**WHAT THE TASK REQUIRES**
Reproduce each entry exactly.

** DATA SUPPLIED follows **

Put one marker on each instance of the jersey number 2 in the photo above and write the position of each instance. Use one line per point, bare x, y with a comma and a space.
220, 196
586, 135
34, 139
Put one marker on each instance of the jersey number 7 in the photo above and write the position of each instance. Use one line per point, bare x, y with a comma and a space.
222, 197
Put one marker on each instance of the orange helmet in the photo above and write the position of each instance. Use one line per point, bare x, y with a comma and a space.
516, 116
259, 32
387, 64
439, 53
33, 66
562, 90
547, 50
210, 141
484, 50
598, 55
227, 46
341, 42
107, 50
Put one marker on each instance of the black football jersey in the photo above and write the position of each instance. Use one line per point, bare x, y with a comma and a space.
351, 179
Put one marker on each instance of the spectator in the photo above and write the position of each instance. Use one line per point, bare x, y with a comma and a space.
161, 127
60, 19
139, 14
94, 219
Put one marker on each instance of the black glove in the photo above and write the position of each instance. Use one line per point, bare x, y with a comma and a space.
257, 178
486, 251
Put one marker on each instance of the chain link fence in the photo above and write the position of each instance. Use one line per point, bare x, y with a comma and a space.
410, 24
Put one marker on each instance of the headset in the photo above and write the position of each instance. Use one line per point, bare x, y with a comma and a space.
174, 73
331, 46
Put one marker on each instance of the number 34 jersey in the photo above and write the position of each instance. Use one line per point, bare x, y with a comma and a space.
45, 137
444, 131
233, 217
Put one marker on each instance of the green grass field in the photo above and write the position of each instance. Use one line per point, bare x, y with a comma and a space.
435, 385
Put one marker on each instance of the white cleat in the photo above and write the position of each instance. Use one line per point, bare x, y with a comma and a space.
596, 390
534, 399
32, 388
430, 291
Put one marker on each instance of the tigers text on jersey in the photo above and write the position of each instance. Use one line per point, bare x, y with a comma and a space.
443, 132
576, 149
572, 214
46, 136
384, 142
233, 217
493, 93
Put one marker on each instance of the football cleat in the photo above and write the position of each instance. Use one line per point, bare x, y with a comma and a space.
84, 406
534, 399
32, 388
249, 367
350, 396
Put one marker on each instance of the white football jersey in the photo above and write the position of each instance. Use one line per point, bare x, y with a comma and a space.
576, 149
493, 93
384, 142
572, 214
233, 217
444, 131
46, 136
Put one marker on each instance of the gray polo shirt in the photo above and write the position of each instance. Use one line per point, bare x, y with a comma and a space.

** End of DATA SUPPLIED **

**ANSWER SPACE**
Put one marker on each instance of the jersey number 2 in the photo above and write the position of each instance. Use one line per point, bare x, y with a comma and a space.
220, 196
586, 135
34, 139
Put one marker on each instance of the jersey number 7 in the photo above and write the position of each instance. Use one line per point, bare x, y with a comma and a space.
222, 197
Put one marker on each instance of the orange helmet in the photo above and write the position of each instance. Use one line per point, bare x, y with a comma and a space.
516, 116
259, 32
387, 64
439, 53
33, 66
562, 90
547, 50
210, 141
484, 50
598, 55
227, 46
341, 42
107, 50
Put one marker on each instance of the black football jersey in the photo above and write the position of each instance. Use one line per point, bare x, y with a comma and a space.
351, 179
Put one marker on each instance of the spectator in the photo above and write the position of each instance. Use one line per point, bare x, y with a comma and a space.
161, 127
60, 19
139, 14
94, 219
Put one marker on each instance of the black glove in the photo above and write the position of each instance. Use one line per point, bare x, y with a comma and a space.
257, 178
486, 251
Put one marker on each instance of the chain link fence in the photo above and write the position of each instance. Use one line per point, bare x, y with a comma and a space.
410, 24
Put one marker on each instance of the headset in the photo above and write the position of each instance. Use one line per point, bare x, y with a comma and a space.
174, 73
331, 46
Put one marker on each instance of the number 34 jersey in the photo above and write the position of each instance. Use one line per point, bare x, y with a comma and a space.
45, 137
444, 131
233, 217
Put one marker on each instance of the green grass field in the photo above and write the position of each instance. Use one line per point, bare x, y with a comma and a space.
435, 385
Put one marker on each instance of the white cleat in the photo above and write the position of each instance. Use one line per point, bare x, y with a comma and a space.
596, 390
534, 399
32, 388
430, 291
Put one marker on each instance of the tigers text on jersey in the photo above and write the position of each instance. Use one line per point, bare x, y with a comma and a space.
443, 132
576, 149
572, 214
46, 136
384, 142
233, 217
493, 93
Put one marker on each instance of the football cleat in the photo above and write the position of each instance. Use one line per point, bare x, y with a comma and a space.
84, 406
534, 399
32, 388
249, 367
350, 396
Put one marker on each instance of the white football jersey in the photo above and write the position of each instance. Use one line per point, bare x, y with a comma and a space.
576, 149
493, 93
384, 142
572, 214
233, 217
444, 131
46, 136
Put one marker on each instance of the gray polo shirt in the photo above and write the position of each instance. Use one line per point, bare x, y with a comma and a space.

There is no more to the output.